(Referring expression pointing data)
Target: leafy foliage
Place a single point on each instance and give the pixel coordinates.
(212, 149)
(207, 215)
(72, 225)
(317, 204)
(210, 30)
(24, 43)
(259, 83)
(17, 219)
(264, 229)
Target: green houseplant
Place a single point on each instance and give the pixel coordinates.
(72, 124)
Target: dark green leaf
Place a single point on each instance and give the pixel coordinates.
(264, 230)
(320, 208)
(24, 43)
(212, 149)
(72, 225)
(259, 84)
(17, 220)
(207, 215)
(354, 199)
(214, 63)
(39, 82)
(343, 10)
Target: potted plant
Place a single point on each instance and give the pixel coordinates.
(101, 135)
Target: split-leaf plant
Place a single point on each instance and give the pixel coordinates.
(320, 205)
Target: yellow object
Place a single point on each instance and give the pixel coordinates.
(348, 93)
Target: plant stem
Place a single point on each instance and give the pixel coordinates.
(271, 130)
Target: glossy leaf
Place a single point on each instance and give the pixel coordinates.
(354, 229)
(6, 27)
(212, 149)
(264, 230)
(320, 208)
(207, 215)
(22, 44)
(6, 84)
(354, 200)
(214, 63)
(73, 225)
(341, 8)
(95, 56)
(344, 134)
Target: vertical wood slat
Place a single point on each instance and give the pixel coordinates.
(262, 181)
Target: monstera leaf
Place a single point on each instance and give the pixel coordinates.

| What to produce |
Make sure that every entry above is copied out exactly as it stands.

| Answer for the task |
Target: leafy foliage
Place a single point on each instance and give the pixel coordinates.
(212, 149)
(207, 215)
(72, 225)
(317, 204)
(210, 30)
(24, 43)
(259, 83)
(17, 219)
(264, 229)
Target: green houseplant
Place a single point on each instance and give the pixel coordinates.
(72, 124)
Target: dark green leaf
Place a single point on each instance and give the pixel coordinates.
(264, 230)
(320, 208)
(24, 43)
(212, 149)
(72, 225)
(259, 84)
(17, 220)
(207, 215)
(354, 199)
(214, 63)
(39, 82)
(343, 10)
Target: potted plant
Place a single point on each instance and give the pixel coordinates.
(101, 135)
Target: split-leaf plant
Place a single point on each instance and give the pixel coordinates.
(320, 205)
Target: yellow object
Place a single point on each instance and give the pixel coordinates.
(348, 93)
Target: plant stem
Place a single point on each instance and give the pixel coordinates.
(271, 130)
Target: glossy leaf
Place a single point on each instance and give the pixel coordinates.
(354, 229)
(6, 27)
(212, 149)
(264, 230)
(320, 208)
(207, 215)
(22, 44)
(6, 84)
(354, 200)
(214, 63)
(73, 225)
(341, 8)
(95, 56)
(344, 134)
Target: vertical wood slat
Place a single point on each instance and give the pixel coordinates.
(262, 181)
Target: monstera leaf
Place a single point on each instance and give the pixel coordinates.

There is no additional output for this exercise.